■ **Aim of the task**: With the line containing "Query: upper floor window" as the starting point, output the remaining lines of the data exactly as they are, through the last.

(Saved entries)
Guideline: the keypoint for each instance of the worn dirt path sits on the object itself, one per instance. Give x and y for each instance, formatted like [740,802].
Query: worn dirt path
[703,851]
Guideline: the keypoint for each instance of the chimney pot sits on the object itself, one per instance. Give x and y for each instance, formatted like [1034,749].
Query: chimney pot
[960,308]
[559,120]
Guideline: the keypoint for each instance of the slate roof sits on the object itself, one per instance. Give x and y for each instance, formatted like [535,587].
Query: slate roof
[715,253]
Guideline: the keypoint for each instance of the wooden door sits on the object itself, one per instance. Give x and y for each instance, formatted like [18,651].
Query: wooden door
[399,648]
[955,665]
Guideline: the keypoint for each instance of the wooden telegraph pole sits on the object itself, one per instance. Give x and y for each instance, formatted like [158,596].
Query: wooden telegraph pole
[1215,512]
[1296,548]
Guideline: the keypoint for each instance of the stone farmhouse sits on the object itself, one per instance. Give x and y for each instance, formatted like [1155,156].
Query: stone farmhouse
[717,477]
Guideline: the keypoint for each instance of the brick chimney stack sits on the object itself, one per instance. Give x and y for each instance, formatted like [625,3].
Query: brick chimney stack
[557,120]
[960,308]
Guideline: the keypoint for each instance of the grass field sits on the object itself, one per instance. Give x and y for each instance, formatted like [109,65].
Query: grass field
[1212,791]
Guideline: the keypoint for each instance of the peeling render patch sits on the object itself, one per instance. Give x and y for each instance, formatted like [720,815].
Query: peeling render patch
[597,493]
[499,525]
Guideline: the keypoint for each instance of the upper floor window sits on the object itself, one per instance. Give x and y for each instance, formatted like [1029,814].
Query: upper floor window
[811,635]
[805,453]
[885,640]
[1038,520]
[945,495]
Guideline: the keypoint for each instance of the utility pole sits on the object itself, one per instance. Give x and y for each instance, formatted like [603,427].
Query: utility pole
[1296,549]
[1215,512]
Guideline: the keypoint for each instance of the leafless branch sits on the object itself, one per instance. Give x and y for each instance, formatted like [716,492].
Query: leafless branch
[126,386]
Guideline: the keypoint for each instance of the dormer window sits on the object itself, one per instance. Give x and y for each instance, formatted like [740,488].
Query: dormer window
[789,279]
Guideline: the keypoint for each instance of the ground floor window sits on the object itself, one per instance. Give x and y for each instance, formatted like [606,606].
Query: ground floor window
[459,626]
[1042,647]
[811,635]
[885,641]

■ **Worked solution**:
Query: upper floor window
[811,635]
[805,453]
[885,640]
[1038,520]
[945,495]
Guideline: the keypoint for each instance of the utility pole sits on the object itself, one per instance. Give x and y for each instance, formatted like [603,427].
Query: utility pole
[1296,549]
[1215,512]
Guideline: the keypoint for each instance of the leafless branch sits on the object itself, one per instance. Give x and y for each instance, formatted like [716,492].
Query: leafless branch
[126,386]
Guideline: the keypoint for each instance of the dormer window sits on the object itself, one per instance. Give x and y for each instance, formatted like [740,488].
Query: dormer window
[789,279]
Guideline: the keypoint for each instance of the ground floor window sits on the object itself, one per instance. Give x and y for each instance, formatted like [606,606].
Query: ground floor window
[459,626]
[1042,647]
[811,635]
[885,641]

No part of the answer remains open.